**Requirement A**.
Return the passage from the disco text starting with "Nor were disco’s" and going on through "as Chic’s output.", copied word for word.
**Requirement B**.
Condense the paragraph of the disco text that opens with "Such revisionism is all to the good" into a shorter version that keeps its main facts.

**Supplied text**.
In the long run, though, disco won. In Whit Stillman’s 1998 movie The Last Days of Disco, one character delivers a passionate defence of a misunderstood scene: “Disco was too great, and too much fun, to be gone forever! It’s got to come back someday.” That same year, a Chic sample powered Stardust’s massive hit Music Sounds Better With You, initiating a craze for disco-house records which was then picked up by Madonna and Kylie Minogue. Music critics began celebrating disco’s underground roots and its pioneering gay, black and Hispanic DJs. By the time Nile Rodgers appeared on Daft Punk’s Get Lucky in 2013, the rehabilitation was complete. In 2019, the White Sox’s decision to invite Steve Dahl to Comiskey Park to commemorate the 40th anniversary of Disco Demolition Night was widely condemned. “I wouldn’t have done it [in 1979] if I thought it would hurt anyone,” Mike Veeck says in the documentary.
‘Destined to collapse’
Such revisionism is all to the good but it risks simplifying the nature of the disco backlash. Disco evolved in New York in the early 1970s, when DJs such as David Mancuso and Nicky Siano revolutionised dancefloors with ingenious blends of long, percussive soul and funk records. Rolling Stone magazine first covered the scene in 1973. Billboard launched its American Disco chart in November 1974. Within months Billboard was claiming that disco was “rapidly becoming the universal pop music”. When any cultural force becomes that big, that quickly, it inspires opposition. “Everybody hates it,” wrote the critic and future Mercury Music Prize founder Simon Frith in 1978. “Hippies hate it, progressives hate it, punks hate it, teds hate it, NME hates it… Disco is the sound of consumption.”
Chic’s Good Times topped the Billboard 100 later in 1979 – but it was the last gasp for disco’s supremacy over the charts (Credit: Getty Images)
Nor were disco’s discontents entirely white: the civil rights activist Jesse Jackson accused it of smothering the social consciousness of 1970s soul, while Funkadelic’s George Clinton deemed it insufficiently funky. Even some of the hipsters who had spearheaded disco thought that by 1979 the genre had become suffocatingly mainstream and deeply uncool. As opportunists jumped on a winning formula, not every disco record was as thoughtful and deft as Chic’s output.

**Provided information**.
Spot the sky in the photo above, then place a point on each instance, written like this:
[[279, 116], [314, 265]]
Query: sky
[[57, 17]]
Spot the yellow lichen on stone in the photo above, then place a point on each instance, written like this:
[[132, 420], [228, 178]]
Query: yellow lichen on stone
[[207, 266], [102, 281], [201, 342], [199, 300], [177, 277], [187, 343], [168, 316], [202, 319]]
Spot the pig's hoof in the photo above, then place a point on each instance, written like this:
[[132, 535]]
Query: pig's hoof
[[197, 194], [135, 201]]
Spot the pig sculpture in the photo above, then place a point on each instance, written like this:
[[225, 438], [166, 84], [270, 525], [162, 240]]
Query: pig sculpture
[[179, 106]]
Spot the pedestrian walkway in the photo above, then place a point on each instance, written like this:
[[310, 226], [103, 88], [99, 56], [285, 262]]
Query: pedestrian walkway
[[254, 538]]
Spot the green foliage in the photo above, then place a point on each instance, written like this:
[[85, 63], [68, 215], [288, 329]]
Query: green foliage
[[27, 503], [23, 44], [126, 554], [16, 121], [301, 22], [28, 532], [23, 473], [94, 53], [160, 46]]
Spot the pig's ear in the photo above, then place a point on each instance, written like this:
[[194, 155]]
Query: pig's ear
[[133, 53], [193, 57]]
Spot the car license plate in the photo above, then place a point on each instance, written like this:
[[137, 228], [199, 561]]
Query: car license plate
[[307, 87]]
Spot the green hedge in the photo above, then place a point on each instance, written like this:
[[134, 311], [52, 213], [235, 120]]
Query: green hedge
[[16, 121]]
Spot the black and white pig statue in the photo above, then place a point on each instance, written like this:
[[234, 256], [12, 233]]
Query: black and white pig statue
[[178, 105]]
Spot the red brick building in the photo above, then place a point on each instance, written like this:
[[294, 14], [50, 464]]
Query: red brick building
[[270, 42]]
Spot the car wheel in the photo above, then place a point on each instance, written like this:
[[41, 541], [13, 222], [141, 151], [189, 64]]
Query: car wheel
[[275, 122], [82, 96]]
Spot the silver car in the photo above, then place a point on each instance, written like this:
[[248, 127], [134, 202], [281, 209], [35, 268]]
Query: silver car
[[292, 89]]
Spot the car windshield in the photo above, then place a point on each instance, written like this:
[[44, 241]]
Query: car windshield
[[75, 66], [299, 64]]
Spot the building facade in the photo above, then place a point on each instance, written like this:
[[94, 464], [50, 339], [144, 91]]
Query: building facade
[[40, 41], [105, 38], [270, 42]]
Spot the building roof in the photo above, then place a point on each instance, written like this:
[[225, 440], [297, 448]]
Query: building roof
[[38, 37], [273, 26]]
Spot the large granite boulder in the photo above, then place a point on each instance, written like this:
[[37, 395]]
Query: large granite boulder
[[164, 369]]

**Exercise answer A**.
Nor were disco’s discontents entirely white: the civil rights activist Jesse Jackson accused it of smothering the social consciousness of 1970s soul, while Funkadelic’s George Clinton deemed it insufficiently funky. Even some of the hipsters who had spearheaded disco thought that by 1979 the genre had become suffocatingly mainstream and deeply uncool. As opportunists jumped on a winning formula, not every disco record was as thoughtful and deft as Chic’s output.

**Exercise answer B**.
This revisionism is welcome, but it can oversimplify the disco backlash. Disco arose in early-1970s New York, where DJs such as David Mancuso and Nicky Siano mixed long, percussive soul and funk records. Rolling Stone first covered the scene in 1973, and Billboard launched its American Disco chart in November 1974. Within months, Billboard said disco was "rapidly becoming the universal pop music." Such rapid growth drew opposition. In 1978 critic Simon Frith wrote that everybody hated it, calling disco "the sound of consumption."